§ TASKS TO CARRY OUT
A: Decide whether each statement below agrees with the fluid extractor excerpt, and answer yes or no, quoting the words from the excerpt that decide it. (i) The device uses two separate pumps, one to extract fluid and one to refill. (ii) In the earlier method for a standard laboratory vacuum pump, a drain screw is removed and an open container catches the waste oil. (iii) The unit needs a large amount of energy to perform its tasks.
B: Extend the fluid extractor excerpt below, continuing from the point at which it stops.

This invention relates to a fluid extracting and replenishing device having the ability to extract harmful contaminates and introduce a replenishing fluid into a motor pump, or cylinder with a limited exposure of the contaminates to the atmosphere.

Prior to the development of the subject invention the filling and extraction of fluids in laboratory applications was done by using some gravity assisted methods. It usually required that the handler be exposed to harmful contaminates and resulted in some spillage and creation of additional contaminates involved in the clean up. For example, in extracting used oil from a standard laboratory vacuum pump, a drain screw is normally removed and an open container is placed underneath to catch the waste oil. In this application the likelihood of spillage is increased when the screw is removed and harmful off-gases of the contaminated oil are allowed to escape into the atmosphere. In the instant invention the environmentally safe fluid extractor is a mobile energy efficient means of extracting or filling hazardous fluids. It combines the effectiveness of a vacuum to extract fluids with the ease of a compressor to refill a container using a single diaphragm or bellows pump with an intricate piping arrangement allowing the pump to complete both tasks.

SUMMARY OF THE INVENTION

This invention relates to a fluid extraction device for removing or replenishing fluids from industrial machinery, containers, marine or ordinary automotive engines. The environmentally safe fluid extractor is characterized by a closed system which may be either evacuated or pressurized to extract or replenish fluid containers. It is a mobile, self contained unit which requires minimal amounts of energy to perform either task.

It allows for the complete extraction and replenishment of fluids in an environmentally safe manner by a significant reduction in the amount of spillage allowed and the contact of harmful off-gasses with the atmosphere.

§ DATA LINES
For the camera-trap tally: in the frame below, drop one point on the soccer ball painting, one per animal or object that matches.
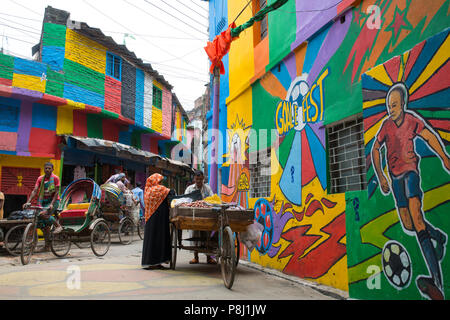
(396, 264)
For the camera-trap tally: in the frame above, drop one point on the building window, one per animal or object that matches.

§ RESPONSES
A:
(i) No: "using a single diaphragm or bellows pump with an intricate piping arrangement allowing the pump to complete both tasks."
(ii) Yes: "a drain screw is normally removed and an open container is placed underneath to catch the waste oil."
(iii) No: "requires minimal amounts of energy to perform either task."

B:
The invention uses a closed system including a container forming a vacuum or pressure chamber, piping is connected to a pump which includes an intricate valve system by which the chamber is evacuated or pressurized. A fluid flow tube directs the fluid into or out of the chamber without interference with the vacuum or pressure systems. At least one filter is connected to the vacuum exhaust system to remove any harmful gasses or particulate matter in the exhaust gasses. Operation of the fluid extractor is simple and confines the waste fluid within the closed system until an environmentally safe disposal of the substance is possible. The gas is introduced in the manifold and pumped into the sample container. In addition, quick sampling can be accomplished using the device and a handheld cylinder. The cylinder is evacuated using the extractor. The cylinder is connected to the container and the sample is retrieved using the vacuum-like conditions of the cylinder to draw the fluid into the cylinder. The cylinder is then reconnected to the device and the sample is removed by pressurization of the cylinder. If necessary, an inert gas may be used to cover the sample in the sampling cylinder.

It is an object of this invention to provide an environmentally safe method of waste fluid retrieval from industrial equipment.

It is also an object of this invention to provide an environmentally safe means to extract and replenish contaminated fluids using a minimum amount of energy to complete the task.

An additional object of the invention is to provide an inexpensive, mobile means to extract contaminated fluids with a minimal amount of spillage.

Additional objects, advantages and novel features of the invention will be set forth in part in the description which follows, and in part will become apparent to those skilled in the art upon examination of the following or may be learned by practice of the invention. The objects and advantages of the invention may be realized and attained by means of the instrumentalities and combinations particularly pointed out in the appended claims.

To achieve the foregoing and other objects and in accordance with the purpose of the present invention, as embodied and broadly described herein, the invention may comprise a pump, compressor, valving system, waste recovery tank, fluid tank, and an exhaust filtering system.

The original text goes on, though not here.